Work required => Please count the lines in the items below that contain the string "instance", treating case as significant, and give only the number.

Dataset records =>
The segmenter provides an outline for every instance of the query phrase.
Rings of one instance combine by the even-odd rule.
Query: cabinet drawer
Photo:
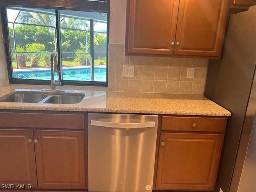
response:
[[[224,131],[225,118],[162,117],[162,130],[202,132]]]
[[[0,112],[0,127],[83,129],[82,114]]]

The result => 2